本文:
眼科学セミナー

2019年4月15日、The University of Tennessee Health Science Center, Department of Ophthalmologyより、 Nawajes Mandal先生、Oklahoma Center for Neuroscience, University of Oklahoma Health Sciences Centerより、Michael H. Elliott先生が、 ご講演にいらっしゃいました。
お二人は谷戸先生の留学先での研究仲間であり、現在でも親しい友人であるとのことで、 現在も眼の基礎研究に関して様々な論文を発表されている先生方とあって、かなり内容の濃い講演をお聴きすることができました。

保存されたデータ
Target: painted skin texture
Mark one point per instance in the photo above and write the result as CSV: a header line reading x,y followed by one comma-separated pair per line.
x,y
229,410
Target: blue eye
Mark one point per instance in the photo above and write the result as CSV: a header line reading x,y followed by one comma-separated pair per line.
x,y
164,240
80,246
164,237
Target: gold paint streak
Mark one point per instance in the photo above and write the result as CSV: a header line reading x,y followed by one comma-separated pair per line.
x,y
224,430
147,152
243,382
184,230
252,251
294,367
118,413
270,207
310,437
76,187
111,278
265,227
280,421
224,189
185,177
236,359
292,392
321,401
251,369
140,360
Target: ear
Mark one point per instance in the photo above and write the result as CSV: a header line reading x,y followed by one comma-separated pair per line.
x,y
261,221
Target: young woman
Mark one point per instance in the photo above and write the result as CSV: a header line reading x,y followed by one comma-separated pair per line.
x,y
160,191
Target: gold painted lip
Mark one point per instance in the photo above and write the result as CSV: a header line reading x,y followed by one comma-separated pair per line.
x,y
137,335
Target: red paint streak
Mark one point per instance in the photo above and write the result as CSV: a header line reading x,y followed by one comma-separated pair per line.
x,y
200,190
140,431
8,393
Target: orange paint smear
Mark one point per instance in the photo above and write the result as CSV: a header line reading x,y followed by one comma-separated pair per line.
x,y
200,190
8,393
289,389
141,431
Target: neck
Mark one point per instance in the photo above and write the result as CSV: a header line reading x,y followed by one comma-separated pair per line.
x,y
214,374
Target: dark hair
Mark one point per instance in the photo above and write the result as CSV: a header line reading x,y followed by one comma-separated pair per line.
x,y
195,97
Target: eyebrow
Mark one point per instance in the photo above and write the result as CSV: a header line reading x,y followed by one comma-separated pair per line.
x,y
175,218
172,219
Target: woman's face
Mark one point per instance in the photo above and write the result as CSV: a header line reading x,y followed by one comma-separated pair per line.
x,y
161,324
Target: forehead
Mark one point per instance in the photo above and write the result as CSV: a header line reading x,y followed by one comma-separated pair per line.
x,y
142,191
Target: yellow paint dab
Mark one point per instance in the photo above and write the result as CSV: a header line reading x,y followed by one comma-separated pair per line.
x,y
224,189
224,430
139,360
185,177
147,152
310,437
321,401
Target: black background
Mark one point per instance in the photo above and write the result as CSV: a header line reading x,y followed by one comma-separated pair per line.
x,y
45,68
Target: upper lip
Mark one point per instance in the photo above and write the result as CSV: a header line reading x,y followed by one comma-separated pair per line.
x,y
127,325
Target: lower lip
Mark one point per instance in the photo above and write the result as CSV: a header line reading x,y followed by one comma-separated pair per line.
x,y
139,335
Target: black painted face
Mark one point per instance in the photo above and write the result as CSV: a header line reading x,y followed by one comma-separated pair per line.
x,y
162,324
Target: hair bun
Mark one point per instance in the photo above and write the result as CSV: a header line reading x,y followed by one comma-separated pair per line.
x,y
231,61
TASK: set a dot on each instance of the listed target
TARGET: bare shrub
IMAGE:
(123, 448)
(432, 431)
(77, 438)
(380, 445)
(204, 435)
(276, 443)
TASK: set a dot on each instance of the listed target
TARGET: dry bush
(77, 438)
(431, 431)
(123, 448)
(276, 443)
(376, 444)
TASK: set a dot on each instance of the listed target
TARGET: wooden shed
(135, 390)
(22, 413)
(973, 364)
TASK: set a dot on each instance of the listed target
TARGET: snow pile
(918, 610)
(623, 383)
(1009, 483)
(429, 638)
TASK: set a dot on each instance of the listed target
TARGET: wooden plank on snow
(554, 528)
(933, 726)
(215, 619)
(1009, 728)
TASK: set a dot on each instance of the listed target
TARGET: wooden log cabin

課題内容: 本文の「2019年4月15日、The University of」で始まり「お聴きすることができました。」に至るまでの部分を、一字も変えずに打ち直すこと。

あなたの解答:
2019年4月15日、The University of Tennessee Health Science Center, Department of Ophthalmologyより、 Nawajes Mandal先生、Oklahoma Center for Neuroscience, University of Oklahoma Health Sciences Centerより、Michael H. Elliott先生が、 ご講演にいらっしゃいました。
お二人は谷戸先生の留学先での研究仲間であり、現在でも親しい友人であるとのことで、 現在も眼の基礎研究に関して様々な論文を発表されている先生方とあって、かなり内容の濃い講演をお聴きすることができました。